# Thread: Syntax tree's to Finitie state machines..?

1. Ok so I'm having difficulty understanding how to Take a regular expression and turn it into a finite state machine..

so heres a problem similar to the one I need to solve..

Say I have a machine that takes £1 coins, dispenses beer(£1) and water(£2)

so the values for a regular expression are;

p = inserting a coin
c = dispense beer
b = dispense water
(Also buttons to dispense cans)
B = beer button
W = water button

and lets say ppWb represents buying water..

REG = (pBc+p(e+p)Wb)* (e is an empty string..)

so how do I derive this into a finite state machine? I can vaguely turn this into a syntax tree, then where do I go from there?

I'd really appreciate some help :?

2.

3. Originally Posted by blackout83
REG = (pBc+p(e+p)Wb)* (e is an empty string..)

so how do I derive this into a finite state machine? I can vaguely turn this into a syntax tree, then where do I go from there?
Suppose we have
a+b
The state machine is
X_1 --a--> END
X_1 --b--> END
(i.e. there are two edge from X_1 to END)

ab is equivalent to
X_1 --a--> X_2 --b--> END

a* is equivalent to
END --a--> END
Why?
Because a* accepts the empty string so we HAVE to start from END.

Back to your regular expression.
REG = (pBc+p(e+p)Wb)*
Let's simplify it a bit:
REG = (p(Bc+(e+p)Wb))*

The empty string is accepted so we have to start from END.

## WHAT YOU NEED TO DO
**A.** Reproduce the passage of the thread on turning regular expressions into finite state machines starting with "1. Ok so I'm" and going on through "to dispense cans)".
**B.** Carry on with the forum thread about converting a regular expression into a finite state machine, picking up after its final sentence.

## Point placement lines
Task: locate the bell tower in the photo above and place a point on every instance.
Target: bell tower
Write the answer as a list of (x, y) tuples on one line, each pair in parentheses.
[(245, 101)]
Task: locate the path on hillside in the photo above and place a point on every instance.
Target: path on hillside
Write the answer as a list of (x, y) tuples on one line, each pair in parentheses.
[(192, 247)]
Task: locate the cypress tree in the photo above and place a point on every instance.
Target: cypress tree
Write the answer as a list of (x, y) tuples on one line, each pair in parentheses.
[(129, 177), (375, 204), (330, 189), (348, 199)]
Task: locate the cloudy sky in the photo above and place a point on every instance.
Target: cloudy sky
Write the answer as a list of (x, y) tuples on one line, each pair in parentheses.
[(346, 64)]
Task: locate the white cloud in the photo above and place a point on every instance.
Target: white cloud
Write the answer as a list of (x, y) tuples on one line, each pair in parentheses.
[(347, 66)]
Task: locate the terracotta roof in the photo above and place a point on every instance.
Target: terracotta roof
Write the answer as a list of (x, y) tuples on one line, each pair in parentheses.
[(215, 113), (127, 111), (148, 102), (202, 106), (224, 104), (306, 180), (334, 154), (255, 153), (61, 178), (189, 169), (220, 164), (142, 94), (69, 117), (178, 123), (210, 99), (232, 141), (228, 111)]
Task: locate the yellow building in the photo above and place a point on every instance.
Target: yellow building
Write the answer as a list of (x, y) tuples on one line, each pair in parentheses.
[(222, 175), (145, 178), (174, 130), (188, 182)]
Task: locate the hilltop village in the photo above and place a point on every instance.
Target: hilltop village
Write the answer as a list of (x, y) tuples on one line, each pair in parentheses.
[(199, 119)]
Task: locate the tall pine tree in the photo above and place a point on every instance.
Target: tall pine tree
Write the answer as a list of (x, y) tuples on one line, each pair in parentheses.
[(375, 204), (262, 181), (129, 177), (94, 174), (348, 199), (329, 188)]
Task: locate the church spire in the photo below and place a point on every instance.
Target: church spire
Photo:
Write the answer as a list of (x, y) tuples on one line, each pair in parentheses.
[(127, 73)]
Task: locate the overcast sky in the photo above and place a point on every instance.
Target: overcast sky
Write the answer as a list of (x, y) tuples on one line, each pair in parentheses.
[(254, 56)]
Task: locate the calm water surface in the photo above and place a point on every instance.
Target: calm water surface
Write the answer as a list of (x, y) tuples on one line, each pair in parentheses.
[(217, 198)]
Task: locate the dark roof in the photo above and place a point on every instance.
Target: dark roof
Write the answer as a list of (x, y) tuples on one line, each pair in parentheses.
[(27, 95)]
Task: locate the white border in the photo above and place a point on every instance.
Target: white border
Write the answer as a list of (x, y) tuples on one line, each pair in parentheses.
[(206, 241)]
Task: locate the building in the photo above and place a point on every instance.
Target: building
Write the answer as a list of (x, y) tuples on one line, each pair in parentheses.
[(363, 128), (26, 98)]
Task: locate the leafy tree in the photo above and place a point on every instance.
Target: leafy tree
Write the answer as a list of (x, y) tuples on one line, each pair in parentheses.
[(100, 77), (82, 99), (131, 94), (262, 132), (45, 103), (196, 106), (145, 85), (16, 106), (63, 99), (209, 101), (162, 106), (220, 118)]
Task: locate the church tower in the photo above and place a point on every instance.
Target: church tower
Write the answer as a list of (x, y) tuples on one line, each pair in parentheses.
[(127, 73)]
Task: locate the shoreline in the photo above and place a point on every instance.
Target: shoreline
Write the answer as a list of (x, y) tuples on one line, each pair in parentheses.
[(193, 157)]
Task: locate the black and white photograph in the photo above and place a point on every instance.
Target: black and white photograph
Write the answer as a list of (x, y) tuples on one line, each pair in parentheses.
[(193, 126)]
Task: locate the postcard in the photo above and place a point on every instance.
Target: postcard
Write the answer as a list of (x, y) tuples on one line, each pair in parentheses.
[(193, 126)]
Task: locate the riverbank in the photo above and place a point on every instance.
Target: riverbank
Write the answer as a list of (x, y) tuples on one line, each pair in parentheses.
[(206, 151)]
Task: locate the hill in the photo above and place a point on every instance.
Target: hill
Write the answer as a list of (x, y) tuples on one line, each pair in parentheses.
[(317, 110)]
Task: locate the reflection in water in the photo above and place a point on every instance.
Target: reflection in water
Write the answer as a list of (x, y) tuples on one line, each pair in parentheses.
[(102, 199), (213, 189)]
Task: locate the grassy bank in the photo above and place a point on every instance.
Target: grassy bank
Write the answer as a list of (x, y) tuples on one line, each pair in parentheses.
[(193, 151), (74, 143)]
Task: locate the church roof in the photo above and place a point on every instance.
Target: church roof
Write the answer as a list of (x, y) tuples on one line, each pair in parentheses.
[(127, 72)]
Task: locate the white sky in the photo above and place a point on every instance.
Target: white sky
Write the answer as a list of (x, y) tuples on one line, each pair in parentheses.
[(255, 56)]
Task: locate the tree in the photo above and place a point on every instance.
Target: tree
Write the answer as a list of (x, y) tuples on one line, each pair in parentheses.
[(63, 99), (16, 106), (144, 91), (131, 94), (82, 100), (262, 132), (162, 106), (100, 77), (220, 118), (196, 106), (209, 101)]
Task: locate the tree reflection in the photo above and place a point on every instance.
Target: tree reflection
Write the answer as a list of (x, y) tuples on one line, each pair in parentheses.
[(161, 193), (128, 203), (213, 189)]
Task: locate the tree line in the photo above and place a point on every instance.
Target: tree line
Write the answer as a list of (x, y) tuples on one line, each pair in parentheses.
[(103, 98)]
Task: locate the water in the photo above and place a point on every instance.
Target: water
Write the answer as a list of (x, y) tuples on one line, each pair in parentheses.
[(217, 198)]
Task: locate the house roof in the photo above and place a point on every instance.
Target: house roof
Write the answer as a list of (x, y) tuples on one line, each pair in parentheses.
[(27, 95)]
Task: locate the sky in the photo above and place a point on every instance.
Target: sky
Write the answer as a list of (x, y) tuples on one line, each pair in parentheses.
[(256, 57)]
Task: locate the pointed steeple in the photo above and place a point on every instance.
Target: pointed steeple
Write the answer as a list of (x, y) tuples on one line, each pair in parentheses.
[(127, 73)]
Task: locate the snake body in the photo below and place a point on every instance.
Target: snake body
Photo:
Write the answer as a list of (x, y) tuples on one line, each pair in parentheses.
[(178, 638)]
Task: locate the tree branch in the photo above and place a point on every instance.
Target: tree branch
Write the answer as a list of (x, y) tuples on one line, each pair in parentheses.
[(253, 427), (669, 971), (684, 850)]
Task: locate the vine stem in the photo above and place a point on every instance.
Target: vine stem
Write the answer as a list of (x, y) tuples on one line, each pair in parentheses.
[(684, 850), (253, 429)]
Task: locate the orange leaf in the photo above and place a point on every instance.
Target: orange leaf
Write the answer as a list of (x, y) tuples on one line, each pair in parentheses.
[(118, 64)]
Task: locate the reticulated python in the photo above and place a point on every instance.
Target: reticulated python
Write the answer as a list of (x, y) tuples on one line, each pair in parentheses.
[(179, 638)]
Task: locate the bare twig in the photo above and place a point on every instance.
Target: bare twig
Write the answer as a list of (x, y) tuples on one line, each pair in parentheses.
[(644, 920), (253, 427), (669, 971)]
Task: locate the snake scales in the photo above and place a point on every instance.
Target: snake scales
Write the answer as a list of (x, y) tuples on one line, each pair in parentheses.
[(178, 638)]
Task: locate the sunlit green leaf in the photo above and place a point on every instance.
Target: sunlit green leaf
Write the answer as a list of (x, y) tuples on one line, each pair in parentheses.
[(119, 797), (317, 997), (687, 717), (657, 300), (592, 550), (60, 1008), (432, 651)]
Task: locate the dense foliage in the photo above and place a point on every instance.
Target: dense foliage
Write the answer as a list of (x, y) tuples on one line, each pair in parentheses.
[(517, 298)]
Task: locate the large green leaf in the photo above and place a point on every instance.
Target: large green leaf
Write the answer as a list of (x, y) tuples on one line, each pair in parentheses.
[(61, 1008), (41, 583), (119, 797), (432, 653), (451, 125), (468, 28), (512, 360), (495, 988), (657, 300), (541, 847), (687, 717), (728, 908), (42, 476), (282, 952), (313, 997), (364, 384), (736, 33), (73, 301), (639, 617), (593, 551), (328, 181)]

## RESPONSE LIST
**A.**
1. Ok so I'm having difficulty understanding how to Take a regular expression and turn it into a finite state machine..

so heres a problem similar to the one I need to solve..

Say I have a machine that takes £1 coins, dispenses beer(£1) and water(£2)

so the values for a regular expression are;

p = inserting a coin
c = dispense beer
b = dispense water
(Also buttons to dispense cans)

**B.**
Step1:
END -- p(Bc+(e+p)Wb) --> END

Step2:
END -- p --> X_1 --> Bc + (e+p)Wb --> END

Step3:
END -- p --> X_1 --> Bc --> END
X_1 --> (e+p)Wb --> END

Step4:
END -- p --> X_1 -- B --> X_2 -- c --> END
X_1 --> (e+p)Wb --> END

Step5:
END -- p --> X_1 -- B --> X_2 -- c --> END
X_1 --> (e+p) --> Y_1 --W--> Y_2 --b--> END

A little note.
'e' is a bit troublesome.
C --q--> A --> (e+p) --> B
is equivalent to
C --q--> A --e--> B
A --p--> B
The problem is that we don't want edges with 'e'.
The solution is this:
C --q--> B
C --q--> A --p--> B
Do you see what happened? Your machine is not deterministic because you have two edge with the same label q.
We could make it deterministic but that's a tough task.

Back to our problem.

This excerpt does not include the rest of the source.